### Exercise directions
Search the records for the string "pink". Copy each line where it occurs.

### Material shown
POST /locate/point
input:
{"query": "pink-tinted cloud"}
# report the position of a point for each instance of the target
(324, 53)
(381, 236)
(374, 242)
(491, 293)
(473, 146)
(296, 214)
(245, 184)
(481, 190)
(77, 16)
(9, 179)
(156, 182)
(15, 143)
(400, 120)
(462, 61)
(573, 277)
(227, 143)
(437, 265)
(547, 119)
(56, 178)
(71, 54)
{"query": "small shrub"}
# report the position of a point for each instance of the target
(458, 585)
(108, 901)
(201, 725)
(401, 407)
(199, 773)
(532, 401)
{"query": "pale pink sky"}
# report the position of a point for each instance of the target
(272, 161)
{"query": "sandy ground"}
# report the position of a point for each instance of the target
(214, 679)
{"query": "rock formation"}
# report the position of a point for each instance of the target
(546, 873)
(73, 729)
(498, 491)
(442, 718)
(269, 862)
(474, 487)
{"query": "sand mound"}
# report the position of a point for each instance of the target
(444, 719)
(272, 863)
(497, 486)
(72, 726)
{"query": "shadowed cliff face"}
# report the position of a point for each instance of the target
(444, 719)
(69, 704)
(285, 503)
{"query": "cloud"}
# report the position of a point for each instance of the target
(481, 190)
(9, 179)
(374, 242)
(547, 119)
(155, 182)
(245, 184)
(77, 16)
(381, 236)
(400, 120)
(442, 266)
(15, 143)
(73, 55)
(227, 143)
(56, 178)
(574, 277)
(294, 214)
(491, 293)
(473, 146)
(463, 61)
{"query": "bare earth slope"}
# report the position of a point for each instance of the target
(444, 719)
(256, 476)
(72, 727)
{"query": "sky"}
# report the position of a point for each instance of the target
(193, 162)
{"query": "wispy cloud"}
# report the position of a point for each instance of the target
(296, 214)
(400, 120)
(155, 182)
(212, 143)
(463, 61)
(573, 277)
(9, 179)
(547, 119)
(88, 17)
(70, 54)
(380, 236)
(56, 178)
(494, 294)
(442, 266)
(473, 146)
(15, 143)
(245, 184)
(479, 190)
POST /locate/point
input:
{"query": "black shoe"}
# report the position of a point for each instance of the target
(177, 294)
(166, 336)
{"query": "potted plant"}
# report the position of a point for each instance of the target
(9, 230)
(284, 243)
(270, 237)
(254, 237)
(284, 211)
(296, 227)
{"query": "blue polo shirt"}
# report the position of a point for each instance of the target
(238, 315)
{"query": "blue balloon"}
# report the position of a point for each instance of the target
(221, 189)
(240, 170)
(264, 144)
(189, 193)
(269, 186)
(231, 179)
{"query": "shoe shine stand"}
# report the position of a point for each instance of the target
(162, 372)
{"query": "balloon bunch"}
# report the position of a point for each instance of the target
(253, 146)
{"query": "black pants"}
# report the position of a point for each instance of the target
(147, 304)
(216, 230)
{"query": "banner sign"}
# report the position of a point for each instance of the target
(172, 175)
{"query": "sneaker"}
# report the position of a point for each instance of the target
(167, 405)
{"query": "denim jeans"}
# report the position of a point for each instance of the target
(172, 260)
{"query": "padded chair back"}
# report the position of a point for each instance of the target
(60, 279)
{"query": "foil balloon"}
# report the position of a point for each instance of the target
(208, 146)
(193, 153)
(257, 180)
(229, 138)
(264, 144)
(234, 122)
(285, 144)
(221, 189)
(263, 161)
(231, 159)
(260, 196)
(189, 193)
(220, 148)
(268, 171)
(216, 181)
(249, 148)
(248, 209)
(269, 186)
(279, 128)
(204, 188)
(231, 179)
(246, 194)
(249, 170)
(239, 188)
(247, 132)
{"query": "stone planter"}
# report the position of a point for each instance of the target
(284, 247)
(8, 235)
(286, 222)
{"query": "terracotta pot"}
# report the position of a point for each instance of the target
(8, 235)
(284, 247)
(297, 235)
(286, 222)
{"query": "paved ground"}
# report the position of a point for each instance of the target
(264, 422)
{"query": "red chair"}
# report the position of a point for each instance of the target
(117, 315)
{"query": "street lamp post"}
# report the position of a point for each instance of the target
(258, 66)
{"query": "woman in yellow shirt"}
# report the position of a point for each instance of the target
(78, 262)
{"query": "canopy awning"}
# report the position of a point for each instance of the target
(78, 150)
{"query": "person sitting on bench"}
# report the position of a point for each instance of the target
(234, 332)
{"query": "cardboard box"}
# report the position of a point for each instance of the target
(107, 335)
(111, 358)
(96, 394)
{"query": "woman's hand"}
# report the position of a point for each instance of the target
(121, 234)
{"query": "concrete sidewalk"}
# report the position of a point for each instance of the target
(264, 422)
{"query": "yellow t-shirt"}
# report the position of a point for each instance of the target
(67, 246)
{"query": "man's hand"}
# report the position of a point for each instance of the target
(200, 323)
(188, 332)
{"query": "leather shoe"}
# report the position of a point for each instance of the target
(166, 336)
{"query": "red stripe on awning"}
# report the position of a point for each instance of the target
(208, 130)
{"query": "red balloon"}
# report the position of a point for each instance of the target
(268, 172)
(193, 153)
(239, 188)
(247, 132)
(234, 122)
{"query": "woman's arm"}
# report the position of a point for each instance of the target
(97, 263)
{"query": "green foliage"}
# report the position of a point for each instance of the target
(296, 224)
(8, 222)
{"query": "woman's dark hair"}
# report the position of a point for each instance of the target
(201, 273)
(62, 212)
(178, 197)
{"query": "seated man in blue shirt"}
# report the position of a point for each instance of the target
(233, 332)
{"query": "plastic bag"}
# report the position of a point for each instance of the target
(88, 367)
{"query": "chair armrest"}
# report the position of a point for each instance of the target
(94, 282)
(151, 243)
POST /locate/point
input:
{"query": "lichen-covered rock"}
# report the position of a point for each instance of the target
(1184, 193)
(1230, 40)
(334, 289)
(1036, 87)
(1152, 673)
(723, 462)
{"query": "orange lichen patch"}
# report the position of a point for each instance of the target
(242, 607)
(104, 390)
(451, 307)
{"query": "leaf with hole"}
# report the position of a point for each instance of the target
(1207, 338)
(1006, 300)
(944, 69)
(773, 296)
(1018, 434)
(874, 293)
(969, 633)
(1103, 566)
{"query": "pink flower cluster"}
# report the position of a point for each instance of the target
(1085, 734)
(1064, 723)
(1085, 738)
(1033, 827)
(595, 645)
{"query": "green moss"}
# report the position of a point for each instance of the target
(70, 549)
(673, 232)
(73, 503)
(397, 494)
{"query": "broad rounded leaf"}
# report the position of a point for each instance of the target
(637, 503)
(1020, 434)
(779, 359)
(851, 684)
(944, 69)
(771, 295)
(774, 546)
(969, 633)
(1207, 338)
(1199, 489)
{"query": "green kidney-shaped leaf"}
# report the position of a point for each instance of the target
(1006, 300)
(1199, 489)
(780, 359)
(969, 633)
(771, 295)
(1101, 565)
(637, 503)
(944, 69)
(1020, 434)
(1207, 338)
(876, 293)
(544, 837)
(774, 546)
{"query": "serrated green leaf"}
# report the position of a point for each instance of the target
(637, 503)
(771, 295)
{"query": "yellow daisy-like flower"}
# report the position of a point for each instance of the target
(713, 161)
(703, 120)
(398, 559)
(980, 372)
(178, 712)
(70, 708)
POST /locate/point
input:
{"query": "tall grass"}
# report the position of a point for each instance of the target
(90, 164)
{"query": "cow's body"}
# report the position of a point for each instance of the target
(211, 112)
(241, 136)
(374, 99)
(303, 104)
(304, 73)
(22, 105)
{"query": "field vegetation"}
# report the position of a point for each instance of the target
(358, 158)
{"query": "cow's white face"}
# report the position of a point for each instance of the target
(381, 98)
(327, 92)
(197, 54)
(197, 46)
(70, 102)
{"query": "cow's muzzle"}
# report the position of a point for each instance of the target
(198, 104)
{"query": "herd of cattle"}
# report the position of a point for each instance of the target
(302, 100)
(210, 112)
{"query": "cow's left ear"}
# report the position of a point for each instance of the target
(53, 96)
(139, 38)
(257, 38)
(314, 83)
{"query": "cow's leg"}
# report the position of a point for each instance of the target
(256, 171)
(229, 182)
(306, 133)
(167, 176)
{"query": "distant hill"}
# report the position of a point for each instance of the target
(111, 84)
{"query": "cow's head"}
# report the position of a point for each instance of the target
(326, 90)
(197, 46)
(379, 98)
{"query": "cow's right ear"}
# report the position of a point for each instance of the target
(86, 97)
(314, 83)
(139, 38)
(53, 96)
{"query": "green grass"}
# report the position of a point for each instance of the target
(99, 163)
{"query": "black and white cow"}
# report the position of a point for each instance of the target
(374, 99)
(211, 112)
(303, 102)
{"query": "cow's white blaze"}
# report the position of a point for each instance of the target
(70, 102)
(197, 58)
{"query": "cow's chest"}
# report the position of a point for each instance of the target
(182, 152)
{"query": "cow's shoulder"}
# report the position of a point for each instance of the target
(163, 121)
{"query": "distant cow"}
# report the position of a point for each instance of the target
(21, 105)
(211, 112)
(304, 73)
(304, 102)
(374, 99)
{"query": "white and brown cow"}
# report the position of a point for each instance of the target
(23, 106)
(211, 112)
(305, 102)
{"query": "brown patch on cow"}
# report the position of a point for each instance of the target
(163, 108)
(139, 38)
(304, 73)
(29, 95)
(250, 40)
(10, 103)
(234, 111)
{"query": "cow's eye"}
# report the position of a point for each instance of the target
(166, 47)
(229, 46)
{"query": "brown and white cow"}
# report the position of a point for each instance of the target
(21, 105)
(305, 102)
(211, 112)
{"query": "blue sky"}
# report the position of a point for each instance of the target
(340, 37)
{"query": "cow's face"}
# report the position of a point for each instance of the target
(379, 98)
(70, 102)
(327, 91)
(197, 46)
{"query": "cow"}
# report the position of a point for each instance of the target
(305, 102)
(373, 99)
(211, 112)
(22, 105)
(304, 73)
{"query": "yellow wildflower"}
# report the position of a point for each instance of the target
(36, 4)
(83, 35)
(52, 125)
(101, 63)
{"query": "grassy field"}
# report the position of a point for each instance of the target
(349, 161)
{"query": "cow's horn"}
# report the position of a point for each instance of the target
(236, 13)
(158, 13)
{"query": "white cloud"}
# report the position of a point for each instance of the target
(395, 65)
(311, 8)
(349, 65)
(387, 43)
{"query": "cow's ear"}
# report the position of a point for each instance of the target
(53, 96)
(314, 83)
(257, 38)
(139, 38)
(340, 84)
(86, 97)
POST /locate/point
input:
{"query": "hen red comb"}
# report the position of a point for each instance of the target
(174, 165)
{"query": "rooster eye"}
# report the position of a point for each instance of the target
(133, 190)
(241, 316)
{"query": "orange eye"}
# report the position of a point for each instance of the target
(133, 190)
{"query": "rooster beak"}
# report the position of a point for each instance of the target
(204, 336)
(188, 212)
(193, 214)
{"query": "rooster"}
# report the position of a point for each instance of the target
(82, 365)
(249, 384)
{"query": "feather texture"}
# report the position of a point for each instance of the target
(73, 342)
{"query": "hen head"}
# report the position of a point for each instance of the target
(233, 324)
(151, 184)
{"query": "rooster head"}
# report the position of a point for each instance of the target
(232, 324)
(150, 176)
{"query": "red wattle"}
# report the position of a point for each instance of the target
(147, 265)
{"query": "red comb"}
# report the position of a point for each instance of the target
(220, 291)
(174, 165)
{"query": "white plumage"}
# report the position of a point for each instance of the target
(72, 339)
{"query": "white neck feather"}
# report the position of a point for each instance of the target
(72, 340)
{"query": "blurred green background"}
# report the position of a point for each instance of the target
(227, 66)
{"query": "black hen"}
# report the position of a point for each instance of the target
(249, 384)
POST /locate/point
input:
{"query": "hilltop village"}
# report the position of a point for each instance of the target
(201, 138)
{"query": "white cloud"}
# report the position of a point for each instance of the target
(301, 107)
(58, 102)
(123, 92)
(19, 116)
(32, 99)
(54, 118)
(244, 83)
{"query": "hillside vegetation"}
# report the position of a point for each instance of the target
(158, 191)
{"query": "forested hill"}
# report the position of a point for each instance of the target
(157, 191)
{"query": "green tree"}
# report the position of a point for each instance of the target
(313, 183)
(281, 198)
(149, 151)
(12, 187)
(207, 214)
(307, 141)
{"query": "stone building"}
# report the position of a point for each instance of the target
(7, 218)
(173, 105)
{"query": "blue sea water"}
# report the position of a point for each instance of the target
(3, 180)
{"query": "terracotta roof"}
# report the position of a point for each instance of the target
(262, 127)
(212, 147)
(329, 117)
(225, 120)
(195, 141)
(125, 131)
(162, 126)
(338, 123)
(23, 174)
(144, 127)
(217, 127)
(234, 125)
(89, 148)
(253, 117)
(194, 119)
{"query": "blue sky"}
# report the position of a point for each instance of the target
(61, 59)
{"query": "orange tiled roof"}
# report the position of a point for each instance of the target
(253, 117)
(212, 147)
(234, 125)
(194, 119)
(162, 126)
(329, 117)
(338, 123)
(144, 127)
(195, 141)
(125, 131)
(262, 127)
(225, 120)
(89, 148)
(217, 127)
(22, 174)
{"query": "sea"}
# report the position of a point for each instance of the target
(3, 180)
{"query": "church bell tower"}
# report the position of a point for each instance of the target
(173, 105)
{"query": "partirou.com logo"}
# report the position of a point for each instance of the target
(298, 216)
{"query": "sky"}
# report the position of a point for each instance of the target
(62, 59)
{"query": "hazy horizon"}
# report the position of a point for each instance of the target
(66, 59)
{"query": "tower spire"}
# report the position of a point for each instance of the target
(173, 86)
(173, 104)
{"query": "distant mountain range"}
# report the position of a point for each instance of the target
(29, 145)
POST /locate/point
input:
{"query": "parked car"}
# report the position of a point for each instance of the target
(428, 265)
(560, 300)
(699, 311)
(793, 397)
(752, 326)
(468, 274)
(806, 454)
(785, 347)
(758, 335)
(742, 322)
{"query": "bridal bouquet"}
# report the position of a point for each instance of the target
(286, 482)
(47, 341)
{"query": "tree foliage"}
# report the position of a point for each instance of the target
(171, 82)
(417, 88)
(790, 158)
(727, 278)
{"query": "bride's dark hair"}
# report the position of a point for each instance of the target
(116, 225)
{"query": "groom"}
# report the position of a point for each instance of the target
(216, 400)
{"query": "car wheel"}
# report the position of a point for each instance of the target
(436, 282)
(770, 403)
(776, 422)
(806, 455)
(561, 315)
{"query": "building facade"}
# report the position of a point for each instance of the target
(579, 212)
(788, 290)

### Answer
{"query": "pink-tinted cloud"}
{"query": "pale pink sky"}
{"query": "pink flower cluster"}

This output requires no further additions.